DO THIS
Quote the lines below exactly, from the one that holds "Consider the photo above. Spot each instance of the olive" through the final line of the records, and only those.

*****

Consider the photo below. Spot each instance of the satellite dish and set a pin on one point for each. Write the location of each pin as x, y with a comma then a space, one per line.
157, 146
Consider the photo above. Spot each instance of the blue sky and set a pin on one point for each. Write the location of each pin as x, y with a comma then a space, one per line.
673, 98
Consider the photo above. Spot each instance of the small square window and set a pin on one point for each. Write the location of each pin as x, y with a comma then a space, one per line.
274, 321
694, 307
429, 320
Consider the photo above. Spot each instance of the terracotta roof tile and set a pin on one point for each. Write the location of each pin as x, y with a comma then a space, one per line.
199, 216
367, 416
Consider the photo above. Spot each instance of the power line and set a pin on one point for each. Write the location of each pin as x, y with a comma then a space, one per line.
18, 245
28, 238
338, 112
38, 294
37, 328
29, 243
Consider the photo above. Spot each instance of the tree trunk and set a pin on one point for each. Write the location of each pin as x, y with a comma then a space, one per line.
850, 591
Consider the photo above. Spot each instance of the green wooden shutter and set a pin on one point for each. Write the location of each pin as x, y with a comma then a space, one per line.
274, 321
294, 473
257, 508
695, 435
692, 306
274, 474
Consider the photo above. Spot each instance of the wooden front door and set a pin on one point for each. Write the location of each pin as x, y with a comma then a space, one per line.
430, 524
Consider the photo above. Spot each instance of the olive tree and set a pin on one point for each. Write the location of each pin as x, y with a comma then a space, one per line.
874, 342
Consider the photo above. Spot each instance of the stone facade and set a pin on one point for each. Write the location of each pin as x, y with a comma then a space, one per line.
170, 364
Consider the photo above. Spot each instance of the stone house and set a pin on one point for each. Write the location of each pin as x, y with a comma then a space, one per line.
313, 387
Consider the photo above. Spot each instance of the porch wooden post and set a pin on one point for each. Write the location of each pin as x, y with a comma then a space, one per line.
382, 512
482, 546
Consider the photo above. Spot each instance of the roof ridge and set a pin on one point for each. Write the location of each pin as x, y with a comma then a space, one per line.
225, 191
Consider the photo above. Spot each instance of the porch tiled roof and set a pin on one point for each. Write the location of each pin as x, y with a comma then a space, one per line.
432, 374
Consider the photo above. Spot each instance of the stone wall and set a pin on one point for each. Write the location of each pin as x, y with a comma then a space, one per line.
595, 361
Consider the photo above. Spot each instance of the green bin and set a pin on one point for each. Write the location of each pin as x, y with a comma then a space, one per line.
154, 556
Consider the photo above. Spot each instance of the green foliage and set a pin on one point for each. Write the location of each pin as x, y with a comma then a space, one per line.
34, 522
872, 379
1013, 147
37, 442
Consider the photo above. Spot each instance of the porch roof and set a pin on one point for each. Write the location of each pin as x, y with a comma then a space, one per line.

*****

CORRECT ANSWER
Consider the photo above. Spot each instance of the olive tree and set a pin on one point for each. Write the location of each pin as x, y with a comma then a space, one per line.
874, 342
Consider the photo above. Spot each instance of the stone facade and set a pin on one point for each. Write the location of each pin as x, y with a comma then a space, one per line.
170, 364
Consider the photo above. Spot each instance of the stone house and set a pin on one point for each. Write the location of each pin as x, y with a comma then a space, one per line.
313, 387
Consider the photo above. Spot each instance of the porch wooden post and set a pin on one point for each. Write the location of each pin as x, y with a comma then a space, one per line.
382, 512
482, 546
Consider the photo above. Spot each instance of the roof ridge and set a pin on one point for each. Write the location of each pin as x, y with a comma then a space, one per line.
225, 191
Consider the photo above. Spot each instance of the porch tiled roof and set a pin on one point for each. Write the location of each pin as x, y with a comma then a space, one per line.
432, 374
Consider the photo above. Spot each instance of the stone wall and set a pin on one point for each. Write the location of each pin as x, y with a comma then a space, one per line.
595, 361
Consider the photo above. Spot each instance of the green bin and set a pin on one point for each. Write the location of each pin as x, y with a comma then a space, one per line.
154, 556
Consider the photo above. Spot each instance of the green foliage and set a pin on one point for each. Write the location of each pin as x, y with a comma then a space, one per line.
34, 522
872, 379
1013, 147
37, 442
Consider the photo above. Spot each instance of the porch roof and set a pin on one point for each. Write the location of each pin as x, y with a comma then a space, one per line.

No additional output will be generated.